▶ _Your goal_:
Reproduce everything in the listing from its first line down to and including the line that contains "positive clicks: (603, 333)".

_ _ _ _ _ _ _

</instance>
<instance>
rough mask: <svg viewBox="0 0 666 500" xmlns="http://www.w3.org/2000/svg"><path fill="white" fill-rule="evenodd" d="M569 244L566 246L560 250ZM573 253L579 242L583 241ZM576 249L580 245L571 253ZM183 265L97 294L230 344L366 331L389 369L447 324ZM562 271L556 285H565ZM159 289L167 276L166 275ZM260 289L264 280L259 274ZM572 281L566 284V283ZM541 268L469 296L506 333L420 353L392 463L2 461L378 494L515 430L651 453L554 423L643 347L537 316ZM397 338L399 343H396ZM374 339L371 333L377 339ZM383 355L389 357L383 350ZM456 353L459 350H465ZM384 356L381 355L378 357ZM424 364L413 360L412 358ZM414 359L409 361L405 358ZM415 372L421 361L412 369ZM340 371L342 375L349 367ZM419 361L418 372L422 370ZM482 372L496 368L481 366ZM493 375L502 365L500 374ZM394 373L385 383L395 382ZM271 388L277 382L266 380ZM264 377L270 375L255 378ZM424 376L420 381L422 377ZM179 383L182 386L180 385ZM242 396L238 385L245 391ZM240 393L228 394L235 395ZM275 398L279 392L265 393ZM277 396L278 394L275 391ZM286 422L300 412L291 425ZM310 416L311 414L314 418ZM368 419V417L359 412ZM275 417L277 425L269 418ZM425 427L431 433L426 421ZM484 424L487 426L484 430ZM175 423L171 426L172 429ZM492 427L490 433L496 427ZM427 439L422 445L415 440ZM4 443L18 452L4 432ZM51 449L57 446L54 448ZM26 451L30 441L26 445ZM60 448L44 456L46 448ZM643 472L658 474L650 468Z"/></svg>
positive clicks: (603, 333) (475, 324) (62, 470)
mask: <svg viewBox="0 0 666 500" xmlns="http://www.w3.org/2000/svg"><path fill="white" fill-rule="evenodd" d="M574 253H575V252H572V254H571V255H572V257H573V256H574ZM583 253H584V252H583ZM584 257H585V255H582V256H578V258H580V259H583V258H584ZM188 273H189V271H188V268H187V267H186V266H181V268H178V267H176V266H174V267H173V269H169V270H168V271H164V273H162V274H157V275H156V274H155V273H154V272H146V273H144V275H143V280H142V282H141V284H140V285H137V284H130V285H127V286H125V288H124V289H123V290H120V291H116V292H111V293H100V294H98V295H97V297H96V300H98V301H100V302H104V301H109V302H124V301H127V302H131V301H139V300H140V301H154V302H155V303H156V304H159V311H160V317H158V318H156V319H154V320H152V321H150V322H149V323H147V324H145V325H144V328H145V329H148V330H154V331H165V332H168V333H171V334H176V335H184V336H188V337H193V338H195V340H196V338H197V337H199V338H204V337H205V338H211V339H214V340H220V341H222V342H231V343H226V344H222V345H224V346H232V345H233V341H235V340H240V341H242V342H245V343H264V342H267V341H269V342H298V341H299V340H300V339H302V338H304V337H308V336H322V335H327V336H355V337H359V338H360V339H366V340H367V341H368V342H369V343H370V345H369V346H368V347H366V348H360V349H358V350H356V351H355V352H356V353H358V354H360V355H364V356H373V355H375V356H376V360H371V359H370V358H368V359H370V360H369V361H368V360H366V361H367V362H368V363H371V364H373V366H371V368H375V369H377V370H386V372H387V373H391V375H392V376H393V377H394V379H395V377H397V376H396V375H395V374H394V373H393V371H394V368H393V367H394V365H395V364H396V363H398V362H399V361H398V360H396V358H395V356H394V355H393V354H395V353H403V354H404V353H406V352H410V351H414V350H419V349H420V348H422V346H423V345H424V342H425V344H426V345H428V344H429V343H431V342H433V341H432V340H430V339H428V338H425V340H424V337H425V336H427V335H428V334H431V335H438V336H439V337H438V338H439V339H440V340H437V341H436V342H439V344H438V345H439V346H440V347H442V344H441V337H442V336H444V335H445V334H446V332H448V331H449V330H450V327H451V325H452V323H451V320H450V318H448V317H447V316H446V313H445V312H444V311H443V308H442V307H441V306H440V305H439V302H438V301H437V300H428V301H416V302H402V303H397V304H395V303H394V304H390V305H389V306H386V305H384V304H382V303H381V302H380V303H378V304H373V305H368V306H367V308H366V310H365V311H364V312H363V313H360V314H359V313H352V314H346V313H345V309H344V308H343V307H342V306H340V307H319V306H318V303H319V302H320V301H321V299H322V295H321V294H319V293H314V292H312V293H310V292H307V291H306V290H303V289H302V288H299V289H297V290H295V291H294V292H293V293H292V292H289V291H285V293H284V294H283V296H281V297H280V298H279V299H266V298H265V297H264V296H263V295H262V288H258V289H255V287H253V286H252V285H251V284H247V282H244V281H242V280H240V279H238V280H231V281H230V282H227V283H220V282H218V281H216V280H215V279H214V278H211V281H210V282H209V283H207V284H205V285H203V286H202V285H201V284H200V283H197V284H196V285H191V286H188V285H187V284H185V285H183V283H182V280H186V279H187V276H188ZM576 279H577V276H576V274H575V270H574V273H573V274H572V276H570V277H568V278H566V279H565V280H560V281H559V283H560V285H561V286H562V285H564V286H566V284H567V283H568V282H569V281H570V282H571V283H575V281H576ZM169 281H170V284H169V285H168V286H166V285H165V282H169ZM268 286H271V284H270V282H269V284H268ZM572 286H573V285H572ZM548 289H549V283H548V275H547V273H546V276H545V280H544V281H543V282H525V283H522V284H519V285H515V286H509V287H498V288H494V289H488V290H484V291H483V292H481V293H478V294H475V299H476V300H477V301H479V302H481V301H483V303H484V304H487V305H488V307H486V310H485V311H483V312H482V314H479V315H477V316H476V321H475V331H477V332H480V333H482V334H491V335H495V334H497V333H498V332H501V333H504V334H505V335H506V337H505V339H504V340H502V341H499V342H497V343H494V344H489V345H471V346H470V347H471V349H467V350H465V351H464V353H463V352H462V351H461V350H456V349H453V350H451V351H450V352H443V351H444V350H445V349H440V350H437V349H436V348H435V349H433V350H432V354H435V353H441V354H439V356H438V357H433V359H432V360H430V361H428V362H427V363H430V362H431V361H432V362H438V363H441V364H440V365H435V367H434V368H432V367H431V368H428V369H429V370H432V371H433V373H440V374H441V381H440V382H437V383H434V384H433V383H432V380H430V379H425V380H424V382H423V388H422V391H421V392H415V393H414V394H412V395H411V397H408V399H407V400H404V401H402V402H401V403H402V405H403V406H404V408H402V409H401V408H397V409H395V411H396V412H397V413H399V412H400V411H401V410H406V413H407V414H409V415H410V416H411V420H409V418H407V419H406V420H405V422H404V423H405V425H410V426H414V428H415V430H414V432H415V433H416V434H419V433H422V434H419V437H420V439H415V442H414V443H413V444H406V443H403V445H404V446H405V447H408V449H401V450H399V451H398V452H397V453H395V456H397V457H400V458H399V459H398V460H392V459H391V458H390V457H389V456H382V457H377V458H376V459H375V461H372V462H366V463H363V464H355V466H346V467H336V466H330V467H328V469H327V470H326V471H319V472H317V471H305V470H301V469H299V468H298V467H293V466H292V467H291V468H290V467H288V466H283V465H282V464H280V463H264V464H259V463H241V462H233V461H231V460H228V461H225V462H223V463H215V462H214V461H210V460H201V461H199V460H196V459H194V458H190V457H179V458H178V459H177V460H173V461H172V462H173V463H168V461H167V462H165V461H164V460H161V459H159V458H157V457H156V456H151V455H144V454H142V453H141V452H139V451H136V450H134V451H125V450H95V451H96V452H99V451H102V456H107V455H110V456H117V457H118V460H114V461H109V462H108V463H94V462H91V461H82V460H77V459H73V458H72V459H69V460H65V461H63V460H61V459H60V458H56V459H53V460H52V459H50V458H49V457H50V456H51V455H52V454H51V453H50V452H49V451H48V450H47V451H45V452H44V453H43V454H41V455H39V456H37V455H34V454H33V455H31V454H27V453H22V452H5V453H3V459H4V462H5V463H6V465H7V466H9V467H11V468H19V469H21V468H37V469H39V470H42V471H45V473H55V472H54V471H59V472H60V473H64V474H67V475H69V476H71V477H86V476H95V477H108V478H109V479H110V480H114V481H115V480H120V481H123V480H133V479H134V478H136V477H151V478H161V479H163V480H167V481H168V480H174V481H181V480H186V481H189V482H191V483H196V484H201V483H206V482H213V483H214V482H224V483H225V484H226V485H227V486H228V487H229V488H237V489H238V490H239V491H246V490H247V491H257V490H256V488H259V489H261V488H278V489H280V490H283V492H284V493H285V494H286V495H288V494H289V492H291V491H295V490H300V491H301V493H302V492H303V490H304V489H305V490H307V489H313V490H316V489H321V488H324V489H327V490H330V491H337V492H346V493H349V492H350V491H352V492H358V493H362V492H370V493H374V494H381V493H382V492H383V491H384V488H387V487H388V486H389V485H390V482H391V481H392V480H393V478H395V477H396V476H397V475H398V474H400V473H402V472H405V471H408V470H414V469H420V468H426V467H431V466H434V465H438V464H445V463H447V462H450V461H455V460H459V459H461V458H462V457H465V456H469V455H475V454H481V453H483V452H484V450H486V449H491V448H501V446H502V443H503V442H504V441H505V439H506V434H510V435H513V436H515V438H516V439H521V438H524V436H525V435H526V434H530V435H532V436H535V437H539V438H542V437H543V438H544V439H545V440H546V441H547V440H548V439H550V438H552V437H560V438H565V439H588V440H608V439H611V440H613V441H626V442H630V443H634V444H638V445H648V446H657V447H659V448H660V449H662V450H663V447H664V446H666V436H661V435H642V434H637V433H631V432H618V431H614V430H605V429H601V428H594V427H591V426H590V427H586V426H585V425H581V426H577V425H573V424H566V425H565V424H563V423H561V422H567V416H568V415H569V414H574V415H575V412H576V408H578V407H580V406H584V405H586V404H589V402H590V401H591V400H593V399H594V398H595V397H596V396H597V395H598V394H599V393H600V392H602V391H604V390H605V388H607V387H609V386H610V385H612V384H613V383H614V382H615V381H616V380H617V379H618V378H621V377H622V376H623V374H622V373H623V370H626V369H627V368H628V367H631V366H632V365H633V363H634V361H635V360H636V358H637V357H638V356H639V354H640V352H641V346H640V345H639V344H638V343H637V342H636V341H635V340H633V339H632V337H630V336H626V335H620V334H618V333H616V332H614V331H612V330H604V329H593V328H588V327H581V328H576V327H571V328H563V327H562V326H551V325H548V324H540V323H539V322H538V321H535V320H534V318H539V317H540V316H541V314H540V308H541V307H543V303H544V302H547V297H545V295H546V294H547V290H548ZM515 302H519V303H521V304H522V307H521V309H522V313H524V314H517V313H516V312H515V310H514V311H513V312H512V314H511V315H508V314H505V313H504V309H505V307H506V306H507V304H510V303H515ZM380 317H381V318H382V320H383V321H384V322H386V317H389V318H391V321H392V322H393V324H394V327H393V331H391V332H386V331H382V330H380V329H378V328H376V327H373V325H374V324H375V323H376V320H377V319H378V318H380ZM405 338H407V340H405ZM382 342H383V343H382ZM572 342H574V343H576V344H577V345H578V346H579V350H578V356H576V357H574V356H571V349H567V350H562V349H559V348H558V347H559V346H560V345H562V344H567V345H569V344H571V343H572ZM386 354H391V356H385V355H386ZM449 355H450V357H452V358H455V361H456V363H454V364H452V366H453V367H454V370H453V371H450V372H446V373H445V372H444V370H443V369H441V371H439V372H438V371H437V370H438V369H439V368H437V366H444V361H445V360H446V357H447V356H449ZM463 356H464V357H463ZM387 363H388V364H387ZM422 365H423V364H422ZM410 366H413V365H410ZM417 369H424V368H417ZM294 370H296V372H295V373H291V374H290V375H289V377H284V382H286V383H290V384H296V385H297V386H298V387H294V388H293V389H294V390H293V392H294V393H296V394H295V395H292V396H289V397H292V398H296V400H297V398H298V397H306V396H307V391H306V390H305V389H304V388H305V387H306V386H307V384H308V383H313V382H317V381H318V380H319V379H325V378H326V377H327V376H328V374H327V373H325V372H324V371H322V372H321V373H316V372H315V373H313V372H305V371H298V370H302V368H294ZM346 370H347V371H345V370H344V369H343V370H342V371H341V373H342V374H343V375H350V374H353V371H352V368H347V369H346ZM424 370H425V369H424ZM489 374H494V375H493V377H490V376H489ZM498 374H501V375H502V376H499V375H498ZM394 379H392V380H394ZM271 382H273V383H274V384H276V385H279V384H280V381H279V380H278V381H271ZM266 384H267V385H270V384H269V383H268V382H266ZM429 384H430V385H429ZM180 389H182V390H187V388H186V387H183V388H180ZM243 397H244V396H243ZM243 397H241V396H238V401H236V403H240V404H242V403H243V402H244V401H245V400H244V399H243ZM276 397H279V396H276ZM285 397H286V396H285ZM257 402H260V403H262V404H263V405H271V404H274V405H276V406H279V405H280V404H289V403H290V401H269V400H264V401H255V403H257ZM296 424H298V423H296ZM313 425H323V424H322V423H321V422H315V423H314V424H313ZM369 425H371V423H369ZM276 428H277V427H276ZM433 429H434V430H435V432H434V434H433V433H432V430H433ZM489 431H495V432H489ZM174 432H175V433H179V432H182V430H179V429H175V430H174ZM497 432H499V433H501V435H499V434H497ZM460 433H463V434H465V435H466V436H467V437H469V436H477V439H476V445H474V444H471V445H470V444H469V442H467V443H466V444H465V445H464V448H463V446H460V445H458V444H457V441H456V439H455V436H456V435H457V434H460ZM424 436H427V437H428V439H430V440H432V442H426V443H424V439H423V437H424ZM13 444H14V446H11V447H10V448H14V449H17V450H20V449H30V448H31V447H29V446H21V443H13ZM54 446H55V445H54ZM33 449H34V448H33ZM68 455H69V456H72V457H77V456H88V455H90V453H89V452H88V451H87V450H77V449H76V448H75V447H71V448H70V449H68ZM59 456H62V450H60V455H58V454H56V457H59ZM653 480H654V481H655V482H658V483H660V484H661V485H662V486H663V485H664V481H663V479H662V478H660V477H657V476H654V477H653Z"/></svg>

_ _ _ _ _ _ _

▶ _Exercise answer_:
</instance>
<instance>
rough mask: <svg viewBox="0 0 666 500" xmlns="http://www.w3.org/2000/svg"><path fill="white" fill-rule="evenodd" d="M569 244L566 246L560 250ZM573 253L579 242L583 241ZM576 249L580 245L571 253ZM183 265L97 294L230 344L366 331L389 369L447 324ZM562 271L556 285H565ZM159 289L167 276L166 275ZM260 289L264 280L259 274ZM572 281L566 284V283ZM541 268L469 296L506 333L420 353L392 463L2 461L378 494L515 430L651 453L554 423L643 347L537 316ZM397 338L399 343H396ZM374 339L371 333L377 339ZM383 355L389 357L383 350ZM456 353L459 350H465ZM384 356L381 355L378 357ZM424 364L413 360L412 358ZM414 359L409 361L405 358ZM415 372L421 361L412 369ZM340 371L342 375L349 367ZM419 361L418 372L422 370ZM482 372L496 368L481 366ZM493 375L502 365L500 374ZM394 373L385 383L395 382ZM271 388L277 382L266 380ZM264 377L270 375L255 378ZM424 376L420 381L422 377ZM179 383L182 386L180 385ZM242 396L238 385L245 391ZM240 393L228 394L235 395ZM275 398L279 392L265 393ZM277 396L278 394L275 391ZM286 422L300 412L291 425ZM310 416L311 414L314 418ZM368 419V417L359 412ZM275 417L277 425L269 418ZM425 427L431 433L426 421ZM484 424L487 426L484 430ZM175 423L171 426L172 429ZM492 427L490 433L496 427ZM427 439L422 445L415 440ZM4 443L18 452L4 432ZM51 449L57 446L54 448ZM26 451L30 441L26 445ZM60 448L44 456L46 448ZM643 472L658 474L650 468Z"/></svg>
positive clicks: (603, 333) (475, 324) (62, 470)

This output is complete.